- **Your tasks**:
a) In the descent text below, condense the paragraph that begins "Pitch will maintain the magenta profile" into a short bulleted list that keeps its main facts.
b) Reproduce every one of the records below word for word, from the first line to the last.
# START OF Selected extract
If you select a low speed, you will get high. If you select a high speed, SPEED mode will keep the high speed an pitch will keep the profile, but... If speed is much higher, airplane energy is much higher too, and if you don't pull for an OP DES early enough, in the end you will have to use speedbrakes! That's another classic, by the way. I have seen it happen many times, as follows:

ATC clears us to a mid flight level, such as FL240, well away from arrival airport. Then pilot selects FL240 as the cruising FL, so you have a TOD in the MCDU. Pooblem is that ECON speeds will change and ECON descent speed may be quite slow, like 265 or something. So when reaching the TOD, the pilot pushes for DES and when realising speed is too slow he selects, say 320 knots (he wants to arrive early for supper).

Pitch will maintain the magenta profile, which is calculated for a 265 knots idle descent. SPEED mode increases thrust very noticeably to maintain that shallow path at 320 knots. Pilot requests "high speed below ten". Everything seems alright. Then there is a moment where the pilot, being on profile at, say, 20 miles, starts deceleration and then something smells rotten and the pilot deploys speedbrakes. Finally he manages to do the ILS only it took early configuration and speedbrakes all the way. Why? Because he had about 70 extra knots of energy. The profile was never good. He was never on profile. He has been using thrust all throughout the descent and at the end he had to use speedbrakes and early flaps, maybe even early gear down depending on the particular circumstances of the day.
# END OF Selected extract
# START OF Recorded information
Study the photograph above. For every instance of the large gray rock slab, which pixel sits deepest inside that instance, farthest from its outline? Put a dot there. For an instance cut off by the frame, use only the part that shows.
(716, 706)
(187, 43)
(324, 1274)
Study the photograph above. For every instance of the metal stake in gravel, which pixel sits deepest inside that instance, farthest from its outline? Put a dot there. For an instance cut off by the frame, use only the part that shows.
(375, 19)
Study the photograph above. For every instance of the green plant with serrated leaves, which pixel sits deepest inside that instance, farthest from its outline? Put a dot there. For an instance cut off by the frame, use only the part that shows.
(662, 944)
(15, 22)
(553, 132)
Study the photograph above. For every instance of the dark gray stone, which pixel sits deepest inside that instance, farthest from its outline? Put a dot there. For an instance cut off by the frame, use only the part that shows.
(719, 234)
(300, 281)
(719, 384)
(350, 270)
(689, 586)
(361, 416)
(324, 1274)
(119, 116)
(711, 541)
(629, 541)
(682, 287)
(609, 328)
# END OF Recorded information
- **Set of answers**:
a)
- Pitch holds the magenta profile, which was calculated for a 265-knot idle descent.
- SPEED mode adds a lot of thrust to hold that shallow path at 320 knots. The pilot asks for "high speed below ten," and everything seems fine.
- About 20 miles out and on profile, the pilot starts slowing down, senses something is wrong, and deploys speedbrakes.
- The ILS is flown only with early configuration and speedbrakes all the way, because the aircraft carried about 70 extra knots of energy.
- The aircraft was never on profile. Thrust was used throughout the descent, and at the end speedbrakes and early flaps were needed, maybe even early gear down depending on the day's circumstances.

b)
Study the photograph above. For every instance of the large gray rock slab, which pixel sits deepest inside that instance, farthest from its outline? Put a dot there. For an instance cut off by the frame, use only the part that shows.
(716, 706)
(187, 43)
(324, 1274)
Study the photograph above. For every instance of the metal stake in gravel, which pixel sits deepest inside that instance, farthest from its outline? Put a dot there. For an instance cut off by the frame, use only the part that shows.
(375, 19)
Study the photograph above. For every instance of the green plant with serrated leaves, which pixel sits deepest inside that instance, farthest from its outline? Put a dot there. For an instance cut off by the frame, use only the part that shows.
(662, 944)
(15, 22)
(553, 132)
Study the photograph above. For every instance of the dark gray stone, which pixel sits deepest inside that instance, farthest from its outline? Put a dot there. For an instance cut off by the frame, use only the part that shows.
(719, 234)
(300, 281)
(719, 384)
(350, 270)
(689, 586)
(361, 416)
(324, 1274)
(119, 116)
(711, 541)
(629, 541)
(682, 287)
(609, 328)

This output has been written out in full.